:: WHAT TO PRODUCE ::
Please pull out every line of the rows below word for word, leaving the pictures out of your answer.

:: Rows from a dataset ::
— Start —

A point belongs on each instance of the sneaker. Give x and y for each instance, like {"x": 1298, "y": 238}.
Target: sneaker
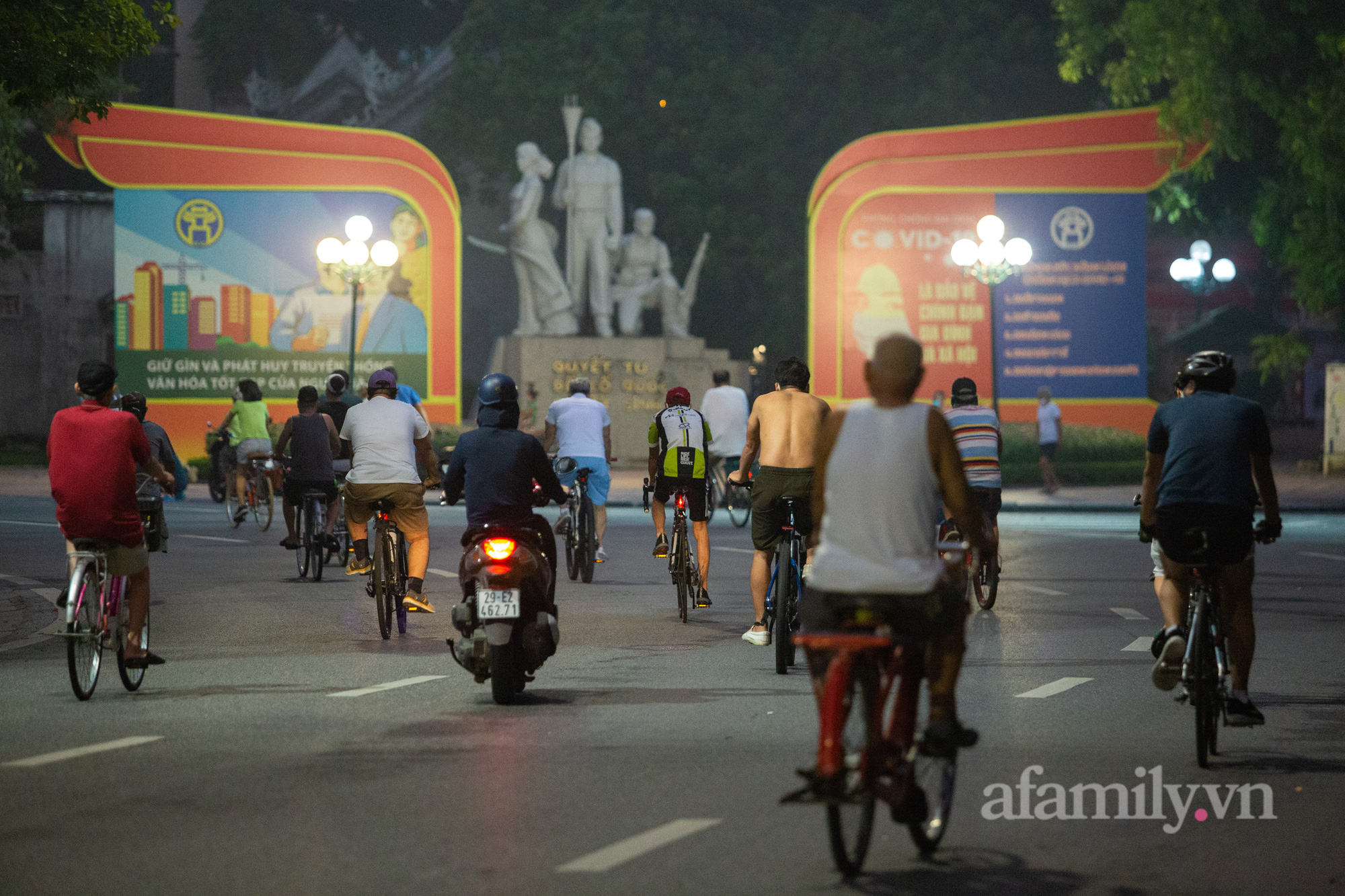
{"x": 1169, "y": 647}
{"x": 1241, "y": 713}
{"x": 415, "y": 603}
{"x": 759, "y": 638}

— End —

:: RESULT OF THE TASK ::
A point belongs on each instance of the sneaker. Give x and y for each instance, like {"x": 1298, "y": 238}.
Target: sneaker
{"x": 1169, "y": 647}
{"x": 1241, "y": 713}
{"x": 415, "y": 603}
{"x": 759, "y": 638}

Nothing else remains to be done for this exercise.